# EXERCISE INSTRUCTIONS
Without the images, write out all of the following entries exactly.

Natural-language object grounding data
--------
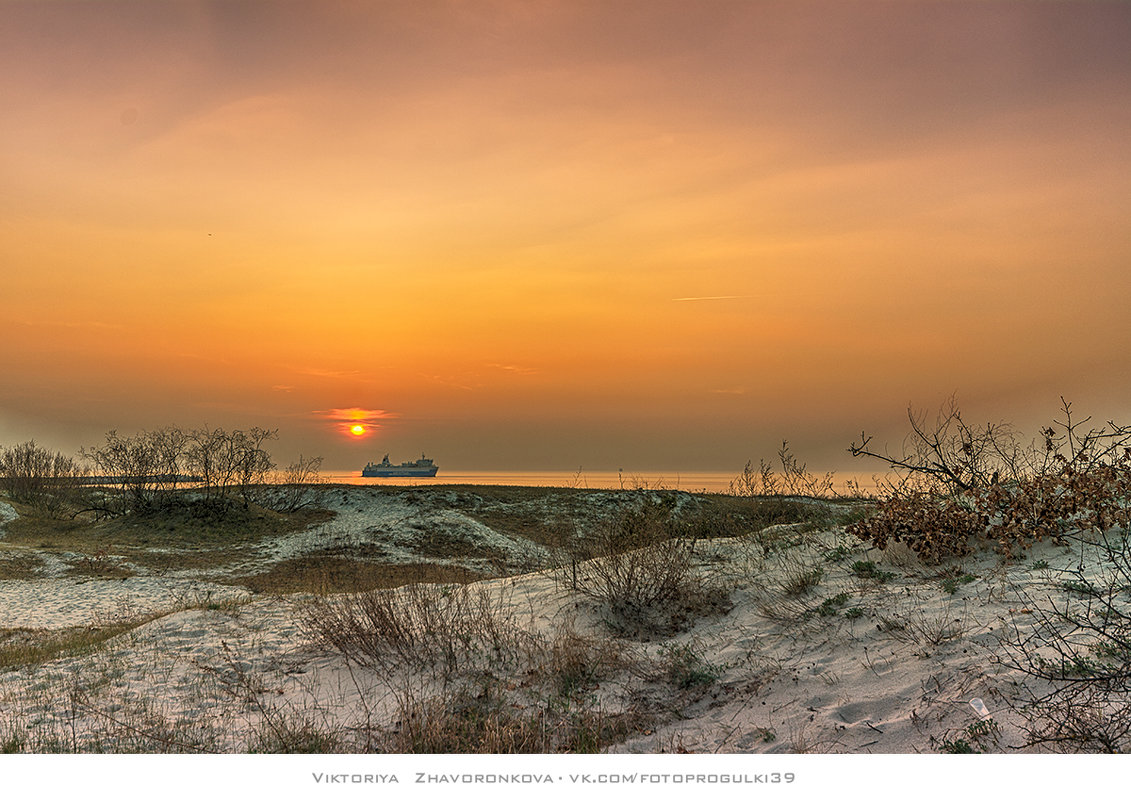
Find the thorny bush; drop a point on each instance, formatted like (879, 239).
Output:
(1073, 480)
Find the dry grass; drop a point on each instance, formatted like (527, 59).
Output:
(436, 627)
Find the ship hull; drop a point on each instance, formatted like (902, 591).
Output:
(399, 472)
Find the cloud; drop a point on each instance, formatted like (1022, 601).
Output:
(355, 414)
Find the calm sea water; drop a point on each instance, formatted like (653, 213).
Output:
(614, 480)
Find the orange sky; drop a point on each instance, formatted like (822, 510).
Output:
(650, 235)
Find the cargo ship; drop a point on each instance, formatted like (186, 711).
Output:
(420, 468)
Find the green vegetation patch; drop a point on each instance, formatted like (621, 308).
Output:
(19, 566)
(182, 536)
(325, 575)
(22, 646)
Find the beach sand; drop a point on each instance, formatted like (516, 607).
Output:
(899, 657)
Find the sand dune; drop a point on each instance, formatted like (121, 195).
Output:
(897, 657)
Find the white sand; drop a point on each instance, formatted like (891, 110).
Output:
(898, 678)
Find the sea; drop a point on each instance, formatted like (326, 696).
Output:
(707, 482)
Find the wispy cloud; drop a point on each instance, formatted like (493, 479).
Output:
(354, 414)
(517, 369)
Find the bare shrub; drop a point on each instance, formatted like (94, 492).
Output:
(224, 468)
(34, 475)
(935, 527)
(792, 479)
(960, 485)
(299, 483)
(483, 718)
(1078, 648)
(640, 567)
(424, 626)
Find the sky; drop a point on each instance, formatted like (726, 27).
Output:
(561, 234)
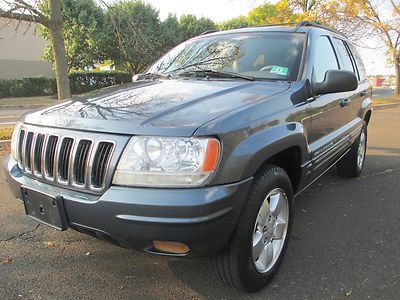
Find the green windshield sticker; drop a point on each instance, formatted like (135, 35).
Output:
(279, 70)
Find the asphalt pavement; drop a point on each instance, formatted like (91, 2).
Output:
(345, 245)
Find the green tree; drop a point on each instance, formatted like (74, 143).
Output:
(367, 18)
(268, 13)
(136, 32)
(84, 32)
(238, 22)
(191, 26)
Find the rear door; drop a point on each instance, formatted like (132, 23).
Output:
(350, 61)
(330, 113)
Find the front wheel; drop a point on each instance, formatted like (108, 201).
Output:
(352, 163)
(260, 239)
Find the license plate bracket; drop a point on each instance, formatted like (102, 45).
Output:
(45, 208)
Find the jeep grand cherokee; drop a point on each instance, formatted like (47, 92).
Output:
(204, 153)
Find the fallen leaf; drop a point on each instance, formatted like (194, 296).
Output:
(348, 294)
(50, 244)
(7, 260)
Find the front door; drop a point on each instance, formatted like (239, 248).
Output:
(330, 113)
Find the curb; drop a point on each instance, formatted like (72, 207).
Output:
(382, 106)
(24, 106)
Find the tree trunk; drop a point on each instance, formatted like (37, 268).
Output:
(60, 58)
(397, 76)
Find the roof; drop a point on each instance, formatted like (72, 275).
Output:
(301, 27)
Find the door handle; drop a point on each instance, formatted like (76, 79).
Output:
(345, 102)
(363, 93)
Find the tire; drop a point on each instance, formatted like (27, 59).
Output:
(352, 163)
(237, 266)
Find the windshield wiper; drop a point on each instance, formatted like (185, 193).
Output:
(148, 76)
(217, 74)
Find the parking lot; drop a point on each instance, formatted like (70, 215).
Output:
(345, 244)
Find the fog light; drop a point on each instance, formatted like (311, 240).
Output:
(171, 247)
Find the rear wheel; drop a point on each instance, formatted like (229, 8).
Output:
(260, 239)
(352, 163)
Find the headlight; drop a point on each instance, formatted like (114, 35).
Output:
(14, 140)
(167, 162)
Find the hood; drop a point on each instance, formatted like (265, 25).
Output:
(175, 107)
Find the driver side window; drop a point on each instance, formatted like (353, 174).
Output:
(324, 59)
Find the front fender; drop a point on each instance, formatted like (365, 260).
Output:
(246, 157)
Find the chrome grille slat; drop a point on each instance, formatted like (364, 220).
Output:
(68, 158)
(21, 148)
(64, 159)
(50, 156)
(81, 162)
(28, 152)
(38, 154)
(100, 163)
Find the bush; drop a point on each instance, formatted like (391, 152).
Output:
(25, 87)
(81, 82)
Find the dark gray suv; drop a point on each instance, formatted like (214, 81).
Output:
(203, 154)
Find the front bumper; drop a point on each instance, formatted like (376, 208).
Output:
(202, 218)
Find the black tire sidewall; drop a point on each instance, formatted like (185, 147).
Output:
(359, 169)
(251, 279)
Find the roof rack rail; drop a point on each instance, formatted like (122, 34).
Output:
(316, 24)
(208, 32)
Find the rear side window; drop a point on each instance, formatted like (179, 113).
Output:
(345, 55)
(360, 65)
(324, 59)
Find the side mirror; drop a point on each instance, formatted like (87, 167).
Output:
(335, 81)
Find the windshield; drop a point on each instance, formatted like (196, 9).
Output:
(259, 55)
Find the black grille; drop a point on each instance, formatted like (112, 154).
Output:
(67, 160)
(100, 163)
(81, 159)
(37, 154)
(20, 146)
(64, 158)
(28, 146)
(50, 155)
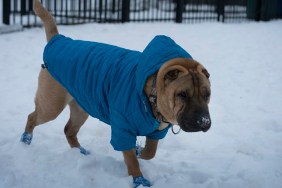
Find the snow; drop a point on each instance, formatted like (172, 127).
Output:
(242, 149)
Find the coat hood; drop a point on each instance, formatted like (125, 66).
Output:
(160, 50)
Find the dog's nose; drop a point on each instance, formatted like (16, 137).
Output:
(204, 123)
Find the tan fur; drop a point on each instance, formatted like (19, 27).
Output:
(166, 99)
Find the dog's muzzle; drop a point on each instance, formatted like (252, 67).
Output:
(198, 123)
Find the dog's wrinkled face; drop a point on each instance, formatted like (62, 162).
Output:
(183, 89)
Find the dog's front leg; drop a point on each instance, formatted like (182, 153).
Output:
(132, 163)
(133, 168)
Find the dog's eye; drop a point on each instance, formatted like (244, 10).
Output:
(182, 95)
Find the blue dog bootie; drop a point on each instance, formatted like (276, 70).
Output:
(83, 151)
(26, 138)
(140, 180)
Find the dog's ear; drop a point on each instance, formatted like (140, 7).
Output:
(173, 72)
(172, 75)
(202, 69)
(206, 73)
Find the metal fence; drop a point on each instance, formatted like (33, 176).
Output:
(84, 11)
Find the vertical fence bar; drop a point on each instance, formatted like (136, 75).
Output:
(220, 10)
(125, 11)
(179, 11)
(6, 11)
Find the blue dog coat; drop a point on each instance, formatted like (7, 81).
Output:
(108, 82)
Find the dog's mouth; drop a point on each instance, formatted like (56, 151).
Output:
(203, 124)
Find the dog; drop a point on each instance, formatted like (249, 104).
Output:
(136, 93)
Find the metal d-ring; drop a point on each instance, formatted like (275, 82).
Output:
(174, 131)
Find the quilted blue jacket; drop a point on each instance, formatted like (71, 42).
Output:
(108, 82)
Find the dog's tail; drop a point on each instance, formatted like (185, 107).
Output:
(47, 19)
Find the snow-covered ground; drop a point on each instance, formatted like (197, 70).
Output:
(243, 149)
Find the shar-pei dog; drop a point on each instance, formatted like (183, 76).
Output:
(136, 93)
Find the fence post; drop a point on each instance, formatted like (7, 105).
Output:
(6, 11)
(125, 11)
(179, 11)
(23, 7)
(220, 10)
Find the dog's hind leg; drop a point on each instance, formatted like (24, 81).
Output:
(47, 19)
(51, 98)
(77, 118)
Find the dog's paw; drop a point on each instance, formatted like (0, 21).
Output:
(26, 138)
(140, 180)
(84, 151)
(138, 151)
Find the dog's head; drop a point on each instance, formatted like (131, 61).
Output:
(183, 94)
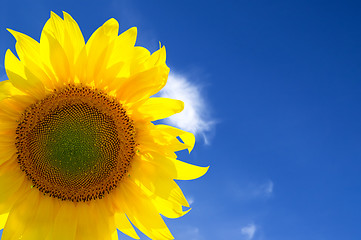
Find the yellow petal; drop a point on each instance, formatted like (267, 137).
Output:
--------
# ANSWER SECTION
Find the thorny bush; drop a point on each instance, formatted like (879, 239).
Output:
(1073, 480)
Find the dry grass; drop a point on each instance, formatted like (527, 59).
Output:
(436, 627)
Find the ship hull; drop a point on each instance, formatted like (902, 591).
Output:
(399, 472)
Find the cloud; drop a point on each instance, formatted like (1022, 601).
Output:
(355, 414)
Find the calm sea water; drop a point on each instance, formatted like (653, 213).
Output:
(614, 480)
Find the orange sky; drop a point on each instance, formatted like (822, 510).
Output:
(650, 235)
Find the cargo ship; drop a point on each instance, formatted like (186, 711).
Output:
(420, 468)
Find the green vegetation patch; drop a point on each instance, formatted like (621, 308).
Output:
(19, 566)
(182, 536)
(325, 575)
(22, 646)
Find the beach sand; drop a point on each instance, formatted like (516, 607).
Output:
(899, 657)
Find the sand dune; drop a point on each instance, formatted like (121, 195).
Output:
(897, 657)
Find the white sand; drop a point on each instance, formatted like (891, 110).
Output:
(898, 678)
Find the sea; drop a point on each instance, formatted like (326, 696).
Output:
(707, 482)
Find the wispy cloud; drop a point on each instance, formatted like (493, 479).
Output:
(354, 414)
(517, 369)
Find the bare shrub; drop a point on each instance, formatted like (94, 492).
Output:
(224, 468)
(34, 475)
(935, 527)
(792, 479)
(960, 485)
(299, 483)
(483, 718)
(1078, 648)
(640, 567)
(424, 626)
Find the sky; drop a point on each instance, formatted like (726, 27).
Output:
(561, 234)
Find the green windshield sticker; drop a point on each instance, formatted like (135, 35).
Output:
(279, 70)
Find the asphalt pavement; drop a point on each instance, formatted like (91, 2).
Output:
(345, 245)
Find the green tree; drop a point on each instance, formatted like (74, 143).
Output:
(367, 18)
(268, 13)
(136, 32)
(84, 32)
(238, 22)
(191, 26)
Find the rear door; drop a point on each instance, formatted like (132, 23).
Output:
(350, 61)
(330, 113)
Find the front wheel; drop a point on each instance, formatted like (108, 201).
Output:
(352, 163)
(260, 239)
Find the license plate bracket; drop a point on each instance, formatted like (102, 45).
Output:
(45, 208)
Find the jeep grand cherokee; drop a point on each instance, formatted like (47, 92).
Output:
(204, 153)
Find the fallen leaf; drop a point on each instance, formatted like (194, 296).
Output:
(348, 294)
(50, 244)
(7, 260)
Find the front door; drop a point on each instance, formatted like (239, 248).
Output:
(330, 113)
Find the curb; drop a point on each instance, formatted like (72, 207).
Output:
(382, 106)
(24, 106)
Find the tree trunk; drop a point on each instance, formatted like (37, 268).
Output:
(60, 58)
(397, 76)
Find the roof; drop a point on each instance, formatted like (72, 275).
Output:
(301, 27)
Find the door handle; drop a point on each instance, formatted like (76, 79).
Output:
(345, 102)
(363, 93)
Find the tire; drop a point on each instance, formatted like (27, 59).
Output:
(352, 163)
(237, 266)
Find the windshield wiper; drop a point on each instance, formatted like (185, 193).
Output:
(148, 76)
(217, 74)
Find the parking lot; drop a point on each instance, formatted like (70, 215).
Output:
(345, 244)
Find the fog light; drop a point on each instance, formatted like (311, 240).
Output:
(171, 247)
Find the rear wheel; drop a point on each instance, formatted like (229, 8).
Output:
(260, 239)
(352, 163)
Find the headlight; drop a point on each instance, formatted like (114, 35).
Output:
(14, 140)
(167, 162)
Find the hood; drop a point on each instance, formatted like (265, 25).
Output:
(175, 107)
Find the driver side window; drop a point on each instance, formatted like (353, 174).
Output:
(324, 59)
Find the front fender; drop a point on each instance, formatted like (365, 260).
Output:
(246, 157)
Find the chrome grille slat; drop a point on each instance, formatted like (364, 220).
Output:
(68, 158)
(21, 148)
(64, 159)
(50, 156)
(81, 162)
(28, 152)
(38, 154)
(100, 163)
Find the bush; drop a point on each instance, formatted like (391, 152).
Output:
(25, 87)
(81, 82)
Find the dark gray suv; drop a point on each instance, formatted like (214, 81).
Output:
(203, 154)
Find the front bumper; drop a point on each instance, formatted like (376, 208).
Output:
(202, 218)
Find the black tire sidewall; drop a point on each instance, formatted like (185, 147).
Output:
(359, 169)
(251, 279)
Find the roof rack rail; drop a point on each instance, formatted like (122, 34).
Output:
(316, 24)
(208, 32)
Find the rear side window; drop a point on each instance, formatted like (179, 113).
Output:
(345, 55)
(360, 65)
(324, 59)
Find the side mirror; drop a point on each instance, formatted like (87, 167).
Output:
(335, 81)
Find the windshield; drop a point on each instance, formatted like (196, 9).
Output:
(259, 55)
Find the black grille; drop a point on each instance, formatted like (112, 154).
Output:
(67, 160)
(100, 163)
(81, 159)
(37, 154)
(20, 146)
(64, 158)
(28, 146)
(50, 155)
Find the snow; drop a point on each instance, formatted like (172, 127).
Output:
(242, 149)
Find the coat hood; drop a point on each instance, formatted like (125, 66).
Output:
(160, 50)
Find the dog's nose; drop a point on each instance, formatted like (16, 137).
Output:
(204, 123)
Find the tan fur; drop a point on each instance, formatted like (19, 27).
Output:
(166, 99)
Find the dog's muzzle; drop a point on each instance, formatted like (252, 67).
Output:
(198, 123)
Find the dog's wrinkled face; drop a point on each instance, formatted like (62, 162).
Output:
(183, 89)
Find the dog's front leg; drop a point on each instance, formatted like (182, 153).
Output:
(132, 163)
(133, 168)
Find the dog's eye; drop a point on each instance, formatted like (244, 10).
Output:
(182, 95)
Find the blue dog bootie; drop a point on each instance, formatted like (276, 70).
Output:
(83, 151)
(26, 138)
(140, 180)
Find the dog's ear; drop a point on each instance, formatted like (140, 7).
Output:
(173, 72)
(172, 75)
(202, 69)
(206, 73)
Find the metal fence; drop a point on each instance, formatted like (33, 176).
Output:
(84, 11)
Find the vertical fence bar; drop a point on each instance, formatted like (136, 75).
Output:
(220, 10)
(125, 11)
(179, 11)
(6, 11)
Find the blue dog coat; drop a point on each instance, formatted like (7, 81).
Output:
(108, 82)
Find the dog's mouth; drop a point on each instance, formatted like (56, 151).
Output:
(203, 124)
Find the dog; drop a point on each instance, formatted like (249, 104).
Output:
(136, 93)
Find the metal d-ring; drop a point on each instance, formatted like (275, 82).
Output:
(174, 131)
Find the quilted blue jacket; drop a point on each instance, formatted like (71, 42).
Output:
(108, 82)
Find the dog's tail; drop a point on each instance, formatted like (185, 107).
Output:
(47, 19)
Find the snow-covered ground; drop a point on each instance, formatted like (197, 70).
Output:
(243, 149)
Find the shar-pei dog; drop a point on each instance, formatted like (183, 76).
Output:
(136, 93)
Find the fence post; drop a point on each instance, formatted like (7, 105).
Output:
(6, 11)
(125, 11)
(179, 11)
(23, 7)
(220, 10)
Find the dog's hind leg; drop a point on each instance, formatted like (24, 81).
Output:
(47, 19)
(51, 98)
(77, 118)
Find the dog's paw; drop a point on each instance, formatted like (0, 21).
Output:
(26, 138)
(140, 180)
(84, 151)
(138, 151)
Find the dog's head; drop a point on each instance, formatted like (131, 61).
Output:
(183, 94)
Find the yellow petal; drop a point on each instance, formatted like (267, 137).
Output:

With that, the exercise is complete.